■ **What you have to do**
Read through the records. Copy each line that has the word "point".

■ **Data section**

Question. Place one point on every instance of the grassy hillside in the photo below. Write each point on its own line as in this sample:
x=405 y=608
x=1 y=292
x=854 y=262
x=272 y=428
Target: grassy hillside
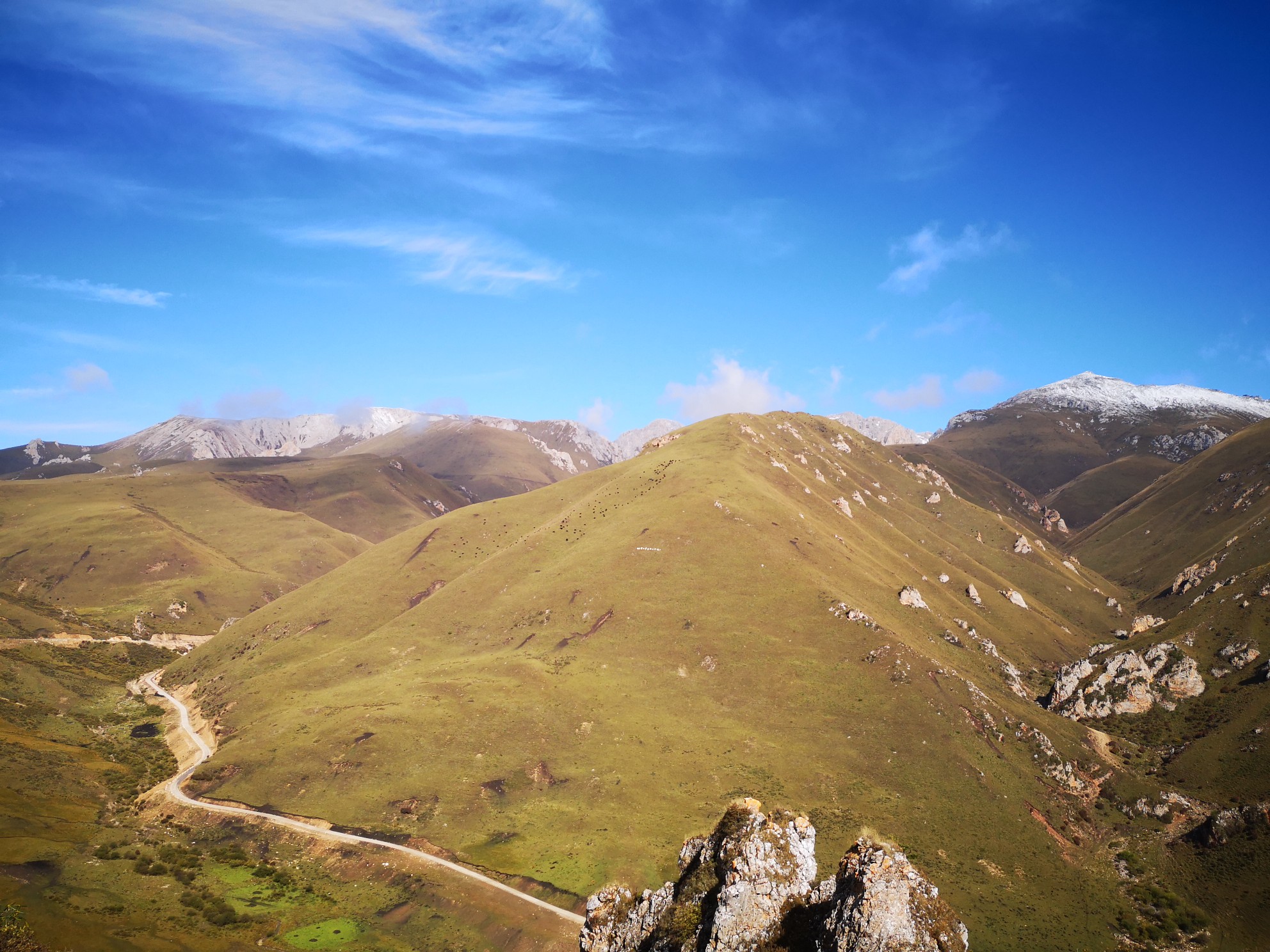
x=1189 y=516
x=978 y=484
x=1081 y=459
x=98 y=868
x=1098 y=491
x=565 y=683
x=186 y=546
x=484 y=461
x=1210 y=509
==
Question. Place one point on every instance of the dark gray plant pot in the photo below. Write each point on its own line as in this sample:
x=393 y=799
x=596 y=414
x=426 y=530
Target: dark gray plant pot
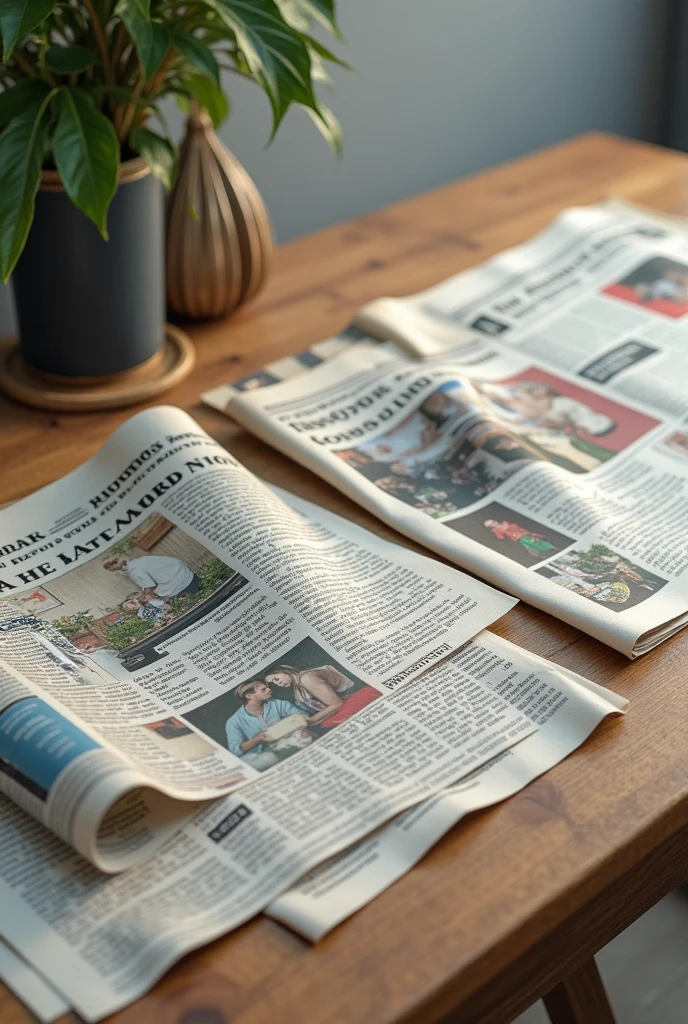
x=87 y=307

■ **Solution for this task**
Question. Place one point on every instance of the grassy hillside in the photo below. Write each point on its own line as in this sample:
Question. Place one point on every instance of the dark gray plant pot in the photo below. Write each point on its own line as in this sample:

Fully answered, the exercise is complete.